Problem to work on | Decide whether each statement agrees with the passage below on the 1964 surgeon general's report, answering yes or no and quoting the deciding words. 1. Luther Terry presented the report's conclusions to a crowded room of journalists. 2. Before the 1964 report, smoking rates in the United States had been falling. 3. The report's call to action has been fulfilled internationally.

Text segment |
□ □ □ □
Fifty years ago this month, U.S. Surgeon General Luther Terry announced the bombshell conclusions of a new report to a crowded room of journalists: Cigarette smoking causes lung cancer, is associated with other deadly illnesses and warrants remedial action.
That 1964 surgeon general’s report on smoking and health spurred profound and lasting changes in tobacco use and policies in the United States, but its call to action has gone unfulfilled internationally. In the intervening decades, smoking has expanded in developing countries and has had devastating consequences for the world’s poor.
Until that 1964 report, smoking rates had been climbing in the United States for six decades. A majority of American adults, including Terry and five of the report’s advisory committee embers, were current or former smokers. Public health efforts had been bogged down in debates with cigarette industry-funded scientists over the meaning of “causality” and the relevance to humans of cancer in tobacco-exposed mice.
But, based on a review of 7,000 health studies involving more than 1 million men and women, the surgeon general report’s showed an ironclad link between smoking and lung cancer, and everything changed.
□ □ □ □
Data under study |
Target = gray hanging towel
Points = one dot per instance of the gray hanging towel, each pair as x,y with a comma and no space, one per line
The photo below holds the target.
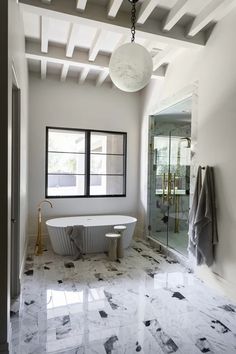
192,215
205,224
76,236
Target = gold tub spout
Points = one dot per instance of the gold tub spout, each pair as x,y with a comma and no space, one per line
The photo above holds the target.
38,250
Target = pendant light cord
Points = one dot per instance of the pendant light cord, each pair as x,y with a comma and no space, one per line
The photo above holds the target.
133,22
□ □ □ □
Response area |
1. Yes: "announced the bombshell conclusions of a new report to a crowded room of journalists"
2. No: "Until that 1964 report, smoking rates had been climbing in the United States for six decades."
3. No: "its call to action has gone unfulfilled internationally"